What to do: Print out each entry without alteration, and keep the pictures out.

= Beginning of Section =

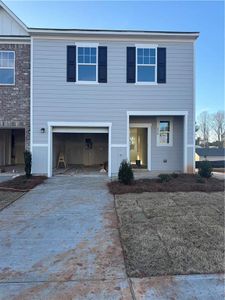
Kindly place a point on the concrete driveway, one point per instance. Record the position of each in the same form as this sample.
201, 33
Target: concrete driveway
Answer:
60, 241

= End of Section =

Solution to this task:
Kindly place a point on the concrete driveway, one point per instance. Record the position of each in the same form as this sample.
201, 33
Target: concrete driveway
Answer:
60, 241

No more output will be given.